# RECORDED DATA start

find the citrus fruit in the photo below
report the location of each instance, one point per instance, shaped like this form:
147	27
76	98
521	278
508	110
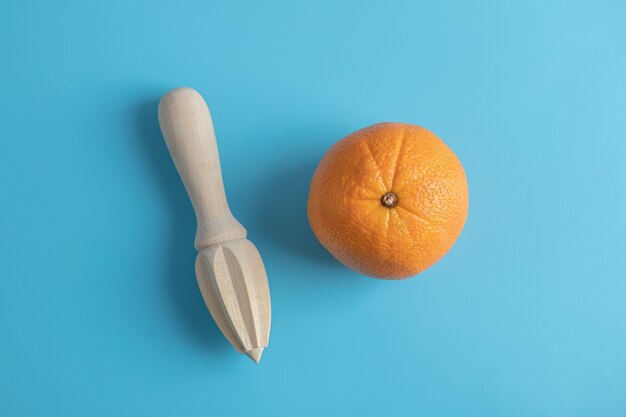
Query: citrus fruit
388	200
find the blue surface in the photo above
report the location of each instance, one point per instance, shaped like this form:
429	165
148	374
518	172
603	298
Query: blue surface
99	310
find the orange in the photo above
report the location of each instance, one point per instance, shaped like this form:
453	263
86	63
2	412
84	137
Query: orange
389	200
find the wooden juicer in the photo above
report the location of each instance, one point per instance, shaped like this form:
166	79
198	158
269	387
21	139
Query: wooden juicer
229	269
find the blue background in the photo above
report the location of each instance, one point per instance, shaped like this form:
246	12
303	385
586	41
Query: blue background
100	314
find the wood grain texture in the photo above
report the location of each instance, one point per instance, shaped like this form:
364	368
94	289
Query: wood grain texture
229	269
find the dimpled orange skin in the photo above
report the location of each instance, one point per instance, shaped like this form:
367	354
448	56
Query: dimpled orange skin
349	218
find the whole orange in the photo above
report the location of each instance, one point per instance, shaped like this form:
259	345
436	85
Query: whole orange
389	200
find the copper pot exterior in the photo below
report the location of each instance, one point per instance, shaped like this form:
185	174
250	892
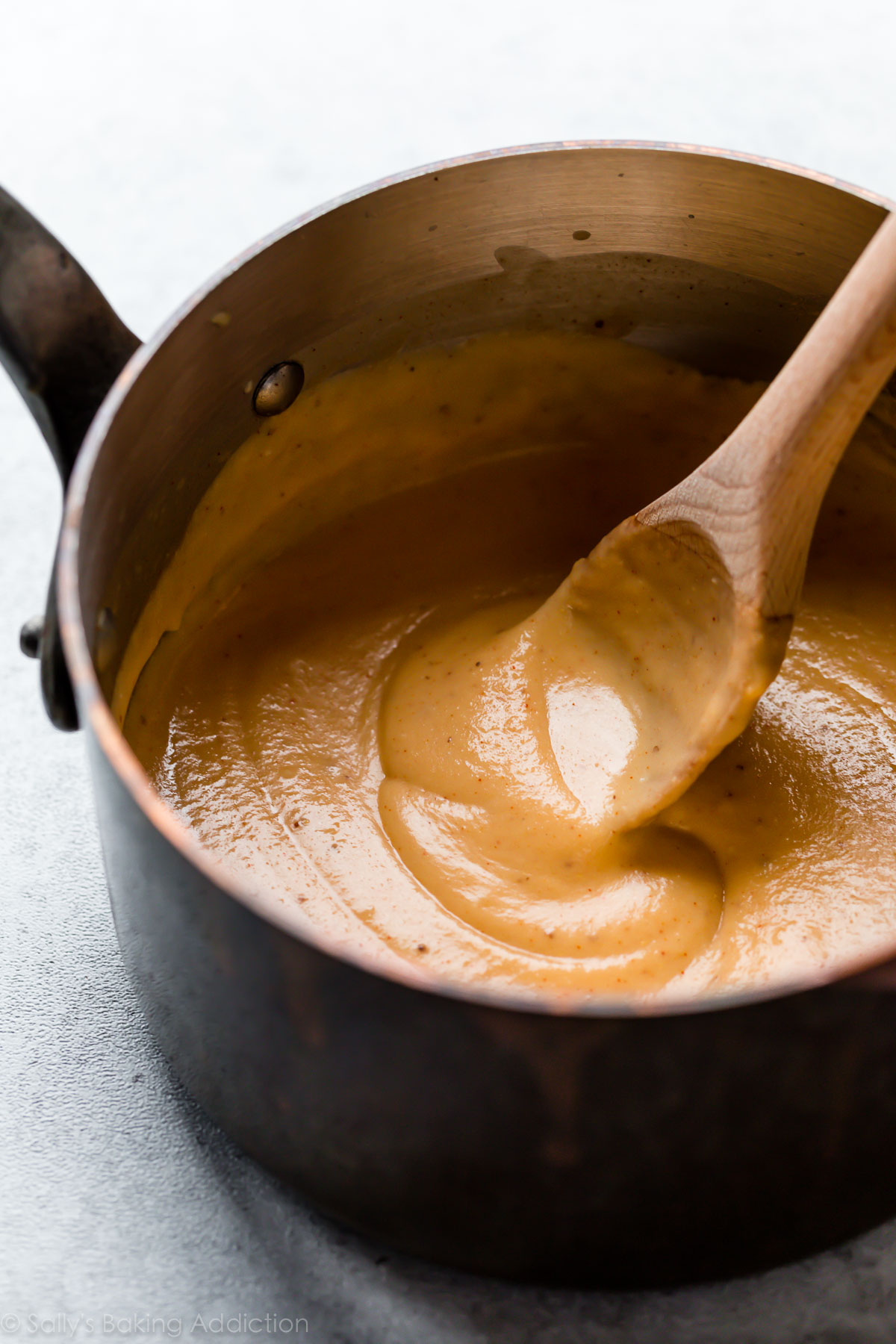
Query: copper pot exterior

# RECORDED DATA end

* _AIM_
Rewrite the records from the line that contains "find the blue background in the photo above" through the end of the records, changing "wood grain texture" to "wood grain pattern" and leaving everything else as it is. Return only those lines, and omit the pictures.

* _WRITTEN SOLUTION_
find the blue background in the photo above
report the location of each instance, one point per instance, shaped like this form:
246	12
303	385
586	41
Query: blue background
100	314
find the wood grain pattern in the photo above
report the location of each instance, one point per instance, shaped like this form:
364	368
94	289
Query: wood grain pattern
229	269
find the dimpled orange skin in the photo above
report the location of each instance, one point per instance, shaped like this form:
367	354
448	56
Query: dimpled orange skin
349	218
find the whole orange in the photo above
report the location of each instance, one point per instance, shaped like this form:
259	345
436	85
Query: whole orange
389	200
find the copper pot exterior in the photo below
report the location of each instance, one point per instance, shaped like this form:
185	174
250	892
Query: copper pot exterior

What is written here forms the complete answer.